→ DIRECTIONS: Return all lines from the entries below in which the word "spoon" is present.

###

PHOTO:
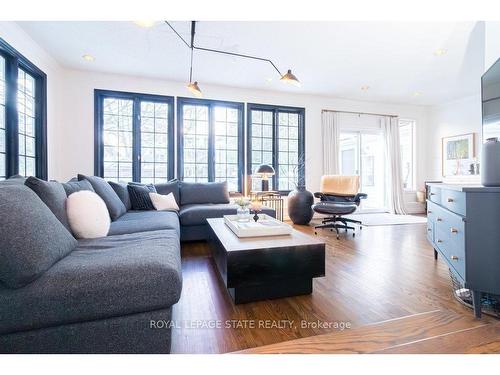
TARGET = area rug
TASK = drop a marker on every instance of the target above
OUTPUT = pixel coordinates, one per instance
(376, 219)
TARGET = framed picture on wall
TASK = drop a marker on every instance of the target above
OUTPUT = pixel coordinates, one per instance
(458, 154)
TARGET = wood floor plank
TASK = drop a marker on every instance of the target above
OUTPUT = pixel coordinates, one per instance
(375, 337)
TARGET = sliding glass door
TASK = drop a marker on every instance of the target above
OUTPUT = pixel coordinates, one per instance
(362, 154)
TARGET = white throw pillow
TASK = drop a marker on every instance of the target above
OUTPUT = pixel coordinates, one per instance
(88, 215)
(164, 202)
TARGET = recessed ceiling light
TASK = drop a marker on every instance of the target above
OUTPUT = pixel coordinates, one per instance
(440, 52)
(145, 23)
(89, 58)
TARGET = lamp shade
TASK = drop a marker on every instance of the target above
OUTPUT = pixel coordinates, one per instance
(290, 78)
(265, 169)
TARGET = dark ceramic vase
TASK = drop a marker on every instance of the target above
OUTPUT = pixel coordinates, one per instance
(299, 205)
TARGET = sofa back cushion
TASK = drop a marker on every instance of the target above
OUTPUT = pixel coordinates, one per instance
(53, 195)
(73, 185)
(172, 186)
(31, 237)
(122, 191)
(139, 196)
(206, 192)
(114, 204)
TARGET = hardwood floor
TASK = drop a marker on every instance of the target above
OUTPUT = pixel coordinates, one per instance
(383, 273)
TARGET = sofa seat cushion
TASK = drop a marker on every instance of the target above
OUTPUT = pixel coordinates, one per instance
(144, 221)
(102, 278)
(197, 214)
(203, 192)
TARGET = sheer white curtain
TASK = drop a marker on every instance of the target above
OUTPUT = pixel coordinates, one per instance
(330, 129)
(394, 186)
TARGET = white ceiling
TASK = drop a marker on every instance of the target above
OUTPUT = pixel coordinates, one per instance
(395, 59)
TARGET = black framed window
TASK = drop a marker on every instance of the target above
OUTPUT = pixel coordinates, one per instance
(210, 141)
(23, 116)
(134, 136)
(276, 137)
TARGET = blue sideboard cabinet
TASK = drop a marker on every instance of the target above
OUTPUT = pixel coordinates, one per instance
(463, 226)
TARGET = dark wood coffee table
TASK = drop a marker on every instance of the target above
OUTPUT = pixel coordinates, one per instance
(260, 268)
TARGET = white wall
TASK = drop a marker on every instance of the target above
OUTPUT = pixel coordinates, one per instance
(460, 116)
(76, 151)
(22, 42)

###

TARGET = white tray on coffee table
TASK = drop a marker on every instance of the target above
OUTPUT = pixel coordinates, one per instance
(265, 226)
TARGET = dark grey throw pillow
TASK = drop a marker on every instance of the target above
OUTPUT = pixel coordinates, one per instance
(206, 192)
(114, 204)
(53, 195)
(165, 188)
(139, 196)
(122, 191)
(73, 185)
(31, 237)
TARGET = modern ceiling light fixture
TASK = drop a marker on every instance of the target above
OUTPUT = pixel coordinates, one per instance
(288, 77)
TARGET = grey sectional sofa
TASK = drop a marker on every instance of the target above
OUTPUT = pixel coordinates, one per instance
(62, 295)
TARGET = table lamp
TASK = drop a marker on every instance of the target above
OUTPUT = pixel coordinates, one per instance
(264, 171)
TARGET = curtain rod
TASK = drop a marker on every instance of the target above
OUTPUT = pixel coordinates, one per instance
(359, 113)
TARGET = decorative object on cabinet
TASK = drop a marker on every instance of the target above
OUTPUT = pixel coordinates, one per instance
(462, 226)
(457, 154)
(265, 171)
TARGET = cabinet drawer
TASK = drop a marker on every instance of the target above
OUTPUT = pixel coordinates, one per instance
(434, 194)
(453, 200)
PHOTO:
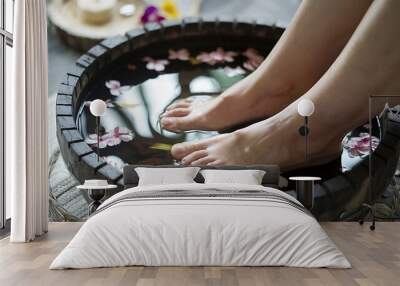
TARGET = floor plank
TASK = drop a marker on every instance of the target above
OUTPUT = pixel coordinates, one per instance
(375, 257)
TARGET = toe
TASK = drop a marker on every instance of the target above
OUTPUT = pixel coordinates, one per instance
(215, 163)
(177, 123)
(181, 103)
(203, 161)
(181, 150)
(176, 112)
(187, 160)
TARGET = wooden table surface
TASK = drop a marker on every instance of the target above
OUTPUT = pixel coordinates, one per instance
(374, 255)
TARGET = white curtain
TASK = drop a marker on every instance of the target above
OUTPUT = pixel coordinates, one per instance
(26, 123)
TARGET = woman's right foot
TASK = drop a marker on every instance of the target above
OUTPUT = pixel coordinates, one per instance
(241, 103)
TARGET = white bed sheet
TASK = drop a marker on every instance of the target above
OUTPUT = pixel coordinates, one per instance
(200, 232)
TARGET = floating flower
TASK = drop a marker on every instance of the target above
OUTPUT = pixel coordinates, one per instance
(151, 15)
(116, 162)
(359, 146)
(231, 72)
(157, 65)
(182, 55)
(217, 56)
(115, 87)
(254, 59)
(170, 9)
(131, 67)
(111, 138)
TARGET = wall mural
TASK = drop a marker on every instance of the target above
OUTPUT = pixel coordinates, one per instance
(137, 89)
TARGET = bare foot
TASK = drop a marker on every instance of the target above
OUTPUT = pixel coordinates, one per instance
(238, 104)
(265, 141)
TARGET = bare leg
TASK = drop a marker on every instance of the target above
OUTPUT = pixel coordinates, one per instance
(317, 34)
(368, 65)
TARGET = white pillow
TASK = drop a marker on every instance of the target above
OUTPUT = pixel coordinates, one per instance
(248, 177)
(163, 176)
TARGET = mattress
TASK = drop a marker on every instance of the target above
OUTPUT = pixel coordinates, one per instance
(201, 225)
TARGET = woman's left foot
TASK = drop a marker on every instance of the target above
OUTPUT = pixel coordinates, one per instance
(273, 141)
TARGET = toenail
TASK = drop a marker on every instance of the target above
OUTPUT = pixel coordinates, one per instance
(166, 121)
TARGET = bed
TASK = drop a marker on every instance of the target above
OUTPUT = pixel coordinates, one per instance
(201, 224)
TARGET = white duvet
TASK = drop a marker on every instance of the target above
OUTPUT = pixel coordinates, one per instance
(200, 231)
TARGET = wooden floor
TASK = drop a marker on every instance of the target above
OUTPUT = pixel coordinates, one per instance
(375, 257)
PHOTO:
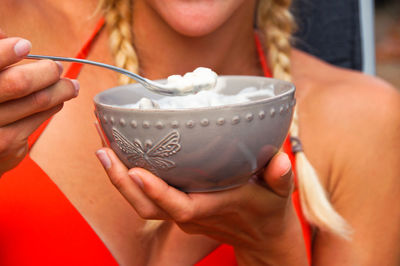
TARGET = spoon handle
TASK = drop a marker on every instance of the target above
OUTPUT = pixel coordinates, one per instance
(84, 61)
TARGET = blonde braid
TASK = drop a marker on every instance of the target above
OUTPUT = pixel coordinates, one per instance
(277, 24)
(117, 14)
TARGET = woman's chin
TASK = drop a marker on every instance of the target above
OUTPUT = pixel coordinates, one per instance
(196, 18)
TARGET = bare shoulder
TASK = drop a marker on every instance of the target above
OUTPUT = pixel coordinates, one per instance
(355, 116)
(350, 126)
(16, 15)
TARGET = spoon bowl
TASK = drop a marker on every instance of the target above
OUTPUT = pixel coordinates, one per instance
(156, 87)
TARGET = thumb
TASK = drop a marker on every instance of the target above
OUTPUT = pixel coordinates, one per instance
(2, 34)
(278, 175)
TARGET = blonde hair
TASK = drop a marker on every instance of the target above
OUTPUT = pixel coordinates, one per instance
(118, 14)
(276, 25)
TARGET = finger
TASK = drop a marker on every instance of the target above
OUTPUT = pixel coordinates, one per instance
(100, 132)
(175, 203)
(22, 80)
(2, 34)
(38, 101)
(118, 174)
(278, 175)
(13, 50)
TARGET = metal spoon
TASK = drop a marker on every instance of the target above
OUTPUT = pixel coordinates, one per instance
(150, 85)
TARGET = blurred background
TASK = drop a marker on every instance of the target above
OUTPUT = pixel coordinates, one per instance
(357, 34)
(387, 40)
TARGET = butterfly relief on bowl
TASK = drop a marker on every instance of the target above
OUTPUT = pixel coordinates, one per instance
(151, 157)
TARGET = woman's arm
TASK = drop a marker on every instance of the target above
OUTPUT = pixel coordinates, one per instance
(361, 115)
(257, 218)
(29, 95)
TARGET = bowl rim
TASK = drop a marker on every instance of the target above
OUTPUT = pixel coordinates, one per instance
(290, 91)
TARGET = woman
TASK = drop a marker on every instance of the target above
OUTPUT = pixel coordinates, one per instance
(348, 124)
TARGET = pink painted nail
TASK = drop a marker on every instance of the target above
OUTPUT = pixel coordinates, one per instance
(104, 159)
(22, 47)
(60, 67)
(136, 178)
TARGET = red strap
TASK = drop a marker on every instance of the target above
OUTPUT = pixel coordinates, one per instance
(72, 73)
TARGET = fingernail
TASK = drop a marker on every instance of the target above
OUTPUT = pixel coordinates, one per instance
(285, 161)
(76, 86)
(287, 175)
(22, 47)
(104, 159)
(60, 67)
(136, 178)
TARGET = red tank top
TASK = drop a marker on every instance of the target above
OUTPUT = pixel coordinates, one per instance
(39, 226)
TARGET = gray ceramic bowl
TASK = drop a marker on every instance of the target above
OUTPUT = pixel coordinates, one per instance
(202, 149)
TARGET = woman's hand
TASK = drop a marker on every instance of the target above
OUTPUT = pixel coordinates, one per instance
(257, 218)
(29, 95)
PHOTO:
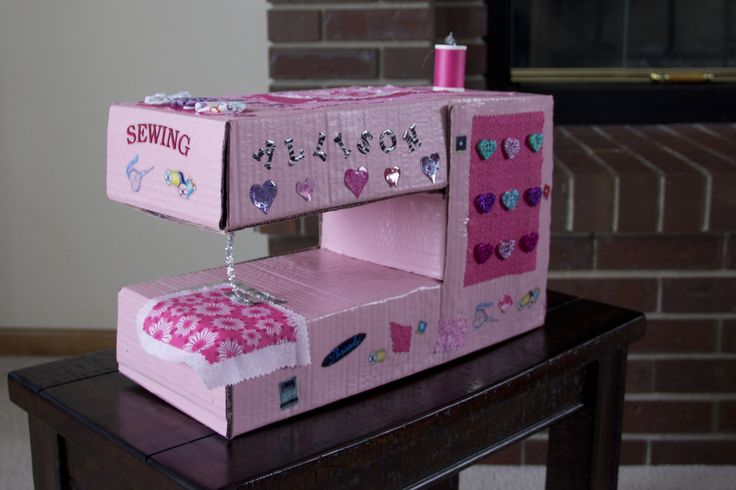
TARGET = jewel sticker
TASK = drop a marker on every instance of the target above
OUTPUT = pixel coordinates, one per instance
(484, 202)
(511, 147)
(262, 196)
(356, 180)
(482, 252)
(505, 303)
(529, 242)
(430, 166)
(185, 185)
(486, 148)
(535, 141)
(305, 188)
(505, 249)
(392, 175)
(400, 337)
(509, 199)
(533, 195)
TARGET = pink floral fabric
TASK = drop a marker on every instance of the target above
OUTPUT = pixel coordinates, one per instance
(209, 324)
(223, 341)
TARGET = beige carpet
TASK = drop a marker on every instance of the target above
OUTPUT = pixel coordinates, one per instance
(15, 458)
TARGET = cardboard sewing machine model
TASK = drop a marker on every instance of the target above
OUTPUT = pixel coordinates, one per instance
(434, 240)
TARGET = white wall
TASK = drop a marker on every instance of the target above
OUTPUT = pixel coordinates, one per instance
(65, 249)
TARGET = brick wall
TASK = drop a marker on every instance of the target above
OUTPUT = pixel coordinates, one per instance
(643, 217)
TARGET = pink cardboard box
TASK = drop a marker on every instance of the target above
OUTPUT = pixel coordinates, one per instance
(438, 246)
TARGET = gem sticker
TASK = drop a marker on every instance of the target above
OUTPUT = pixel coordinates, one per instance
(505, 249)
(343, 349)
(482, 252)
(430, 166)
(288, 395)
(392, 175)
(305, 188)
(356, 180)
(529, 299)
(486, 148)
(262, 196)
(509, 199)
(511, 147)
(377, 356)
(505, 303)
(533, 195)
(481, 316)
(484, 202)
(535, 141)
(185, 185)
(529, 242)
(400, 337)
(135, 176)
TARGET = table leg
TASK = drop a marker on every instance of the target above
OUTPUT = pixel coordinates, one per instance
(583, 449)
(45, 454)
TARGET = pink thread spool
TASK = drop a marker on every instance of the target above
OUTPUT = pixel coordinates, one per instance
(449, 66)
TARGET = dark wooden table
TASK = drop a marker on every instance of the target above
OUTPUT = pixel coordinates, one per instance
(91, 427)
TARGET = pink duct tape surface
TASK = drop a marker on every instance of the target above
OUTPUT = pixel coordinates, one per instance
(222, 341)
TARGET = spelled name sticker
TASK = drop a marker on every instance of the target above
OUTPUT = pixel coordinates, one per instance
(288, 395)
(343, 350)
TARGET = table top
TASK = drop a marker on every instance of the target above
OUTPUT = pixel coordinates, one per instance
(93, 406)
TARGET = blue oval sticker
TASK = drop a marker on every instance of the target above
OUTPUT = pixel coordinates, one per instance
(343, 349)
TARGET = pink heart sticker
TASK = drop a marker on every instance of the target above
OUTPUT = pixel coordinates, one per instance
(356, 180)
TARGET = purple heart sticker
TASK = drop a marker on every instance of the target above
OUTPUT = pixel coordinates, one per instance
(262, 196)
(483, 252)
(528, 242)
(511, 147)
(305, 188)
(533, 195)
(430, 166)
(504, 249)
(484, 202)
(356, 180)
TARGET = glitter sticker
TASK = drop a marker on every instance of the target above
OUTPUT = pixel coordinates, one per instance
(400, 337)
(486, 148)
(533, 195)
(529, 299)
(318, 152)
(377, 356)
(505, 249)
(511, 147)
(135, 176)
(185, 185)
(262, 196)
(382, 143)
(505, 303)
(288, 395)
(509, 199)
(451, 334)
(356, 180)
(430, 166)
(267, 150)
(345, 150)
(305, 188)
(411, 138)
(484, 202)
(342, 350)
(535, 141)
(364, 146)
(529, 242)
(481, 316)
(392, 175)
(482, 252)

###

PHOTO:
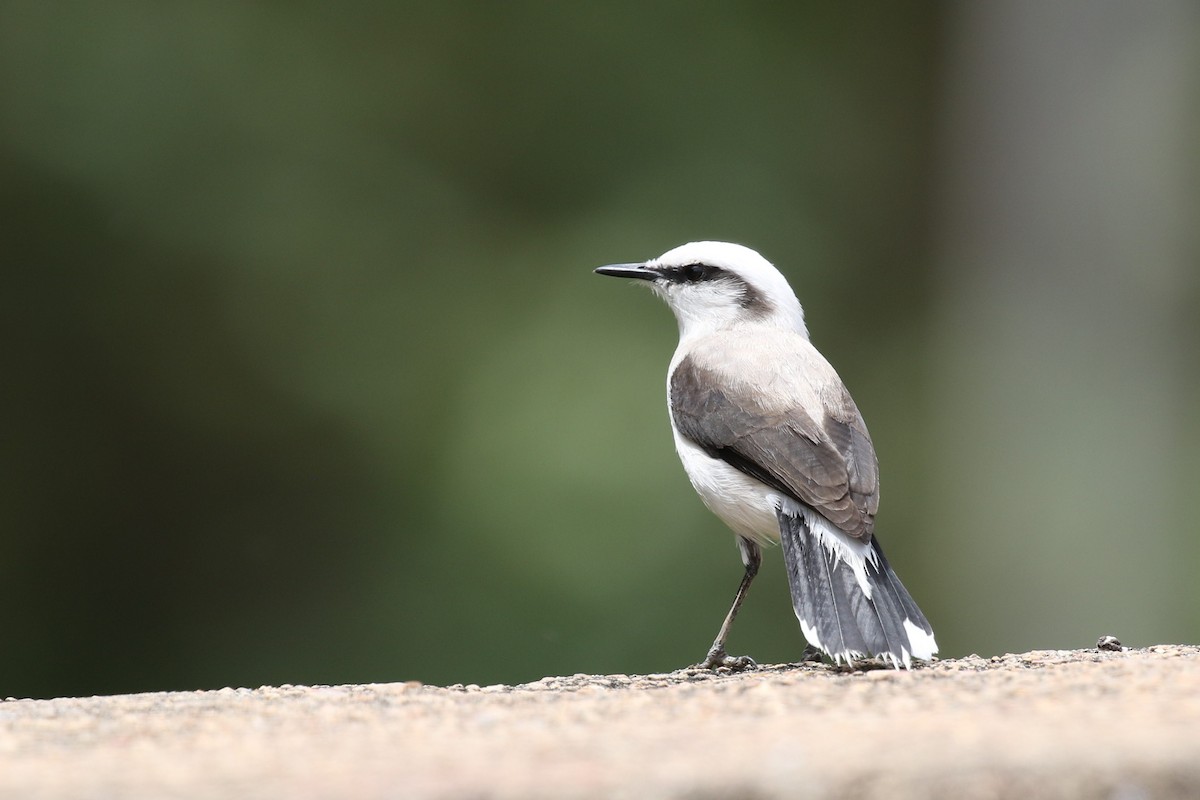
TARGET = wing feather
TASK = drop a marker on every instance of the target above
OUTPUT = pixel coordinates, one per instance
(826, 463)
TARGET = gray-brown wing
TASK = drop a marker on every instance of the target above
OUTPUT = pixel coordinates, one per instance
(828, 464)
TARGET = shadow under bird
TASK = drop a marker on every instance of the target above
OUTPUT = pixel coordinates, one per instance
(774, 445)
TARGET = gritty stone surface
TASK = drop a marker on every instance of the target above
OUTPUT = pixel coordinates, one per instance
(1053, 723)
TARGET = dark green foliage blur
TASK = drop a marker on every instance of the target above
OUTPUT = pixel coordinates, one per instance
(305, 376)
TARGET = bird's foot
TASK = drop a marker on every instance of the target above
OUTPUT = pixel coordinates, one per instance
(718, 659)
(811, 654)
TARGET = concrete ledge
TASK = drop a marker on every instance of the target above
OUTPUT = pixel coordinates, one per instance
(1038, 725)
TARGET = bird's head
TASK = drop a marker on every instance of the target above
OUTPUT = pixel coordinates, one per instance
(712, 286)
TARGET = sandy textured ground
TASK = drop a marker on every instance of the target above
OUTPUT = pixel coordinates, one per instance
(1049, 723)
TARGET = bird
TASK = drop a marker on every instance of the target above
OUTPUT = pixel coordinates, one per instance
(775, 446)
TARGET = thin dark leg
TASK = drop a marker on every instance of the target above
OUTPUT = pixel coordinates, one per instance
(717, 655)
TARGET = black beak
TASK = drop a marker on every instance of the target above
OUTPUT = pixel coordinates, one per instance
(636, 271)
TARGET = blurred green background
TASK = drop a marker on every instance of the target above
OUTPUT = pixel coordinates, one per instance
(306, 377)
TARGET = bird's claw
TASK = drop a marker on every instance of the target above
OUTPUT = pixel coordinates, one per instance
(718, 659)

###

→ SOLUTION FOR THIS PROBLEM:
TARGET = spoon handle
TARGET = spoon bowl
TARGET = metal spoon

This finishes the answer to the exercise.